| The problem |
Summarize the pollen season article below in two sentences.

Like powdery clockwork, pollen season has already arrived with a mild winter officially melting into a balmy spring. While last year’s prolonged winter pushed the local pollen rush back into April, sparking a gush of irritants as trees tried to make up for lost time, this year’s warmer season doesn’t mean less pollen, explained Dr. Meagan Shepherd, allergist/immunologist at Marshall Health’s Department of Pediatrics.

If anything, an early spring often makes the pollen season seem longer with trees budding earlier this year.

“Whenever you have a mild winter, the trees seem to pollinate sooner so the season seems longer,” Shepherd said. “We’ve already seen trees start to bud for a while now, so the season seems to be upon us.”

In West Virginia, trees tend to be the main culprit for the first rounds of pollen as they begin budding around mid-March. Grasses spark another wave of pollen, usually around late spring into early summer.

Just like weather is different in different areas of the country, pollen likewise arrives much earlier and typically heavier in the south. Because of this, Shepherd warned those traveling south for spring break that those regions are much further along in their pollen season than in West Virginia.

Shepherd and other allergists get their reports from the American Academy of Allergy, Asthma and Immunology, which has its own certified tracking stations regionally.

The closest active station is in Louisville, Kentucky, but even that is close enough to accurately gauge pollen in the area, Shepherd said. It currently reports moderate pollen — likely increasing with warmer weather over the next few weeks. Pollen can travel thousands of miles, and the Louisville area is squarely upwind, meaning whatever is recorded there will blow here.

Many private weather services also offer their own projections. Peak pollen season is likely to hit the Ohio River Valley and Mid-Atlantic region around late April, according to AccuWeather forecasts released Thursday.

Although most allergy cases are manageable through any number of treatment methods, Shepherd advised considering seeking medical advice if symptoms are strong enough to interfere with sleep or daily life.

Seasonal allergies can sometimes be confused with a common cold, but itching and longevity, Shepherd explained, are tell-tale signs of allergies as opposed to another illness. Allergies rarely lead to other illnesses, though severe congestion may set the table for a sinus infection.

Shepherd adv ises that patients on seasonal allergy medications begin taking them as early as Valentine’s Day. Nasal rinses and showering can also remove allergens from the body, as can keeping windows and doors closed when inside.

Shepherd explained what anyone who has tried to sleep through allergy symptoms regretfully knows — it always feels worse at night. Worsening symptoms at bedtime are caused by a human’s chronobiology. The body’s natural daily cycle of steroid production, which combats inflammation, is at its lowest generally around 8 p.m. to 4 a.m.

| Data |
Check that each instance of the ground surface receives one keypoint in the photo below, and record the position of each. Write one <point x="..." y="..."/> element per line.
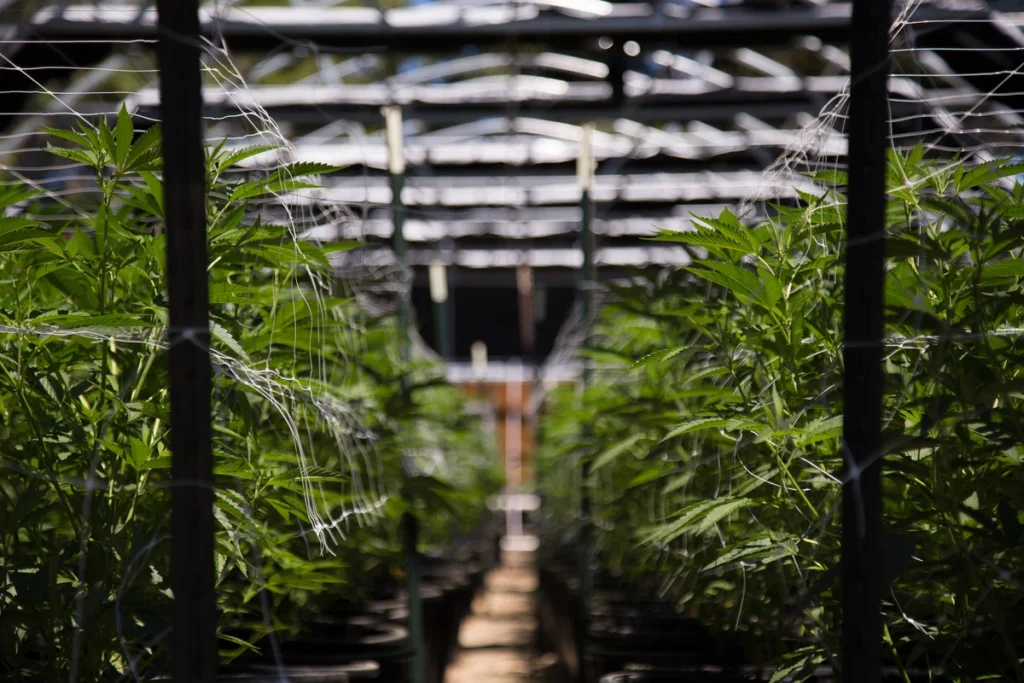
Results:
<point x="496" y="642"/>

| Task response |
A mild winter has brought pollen season early to West Virginia, where trees start budding around mid-March and grasses follow from late spring into early summer, and the warmer weather makes the season seem longer without meaning less pollen. Allergist Dr. Meagan Shepherd advises starting seasonal allergy medication as early as Valentine's Day, using nasal rinses, showering and closed windows and doors to limit allergens, and seeking medical advice if symptoms interfere with sleep or daily life.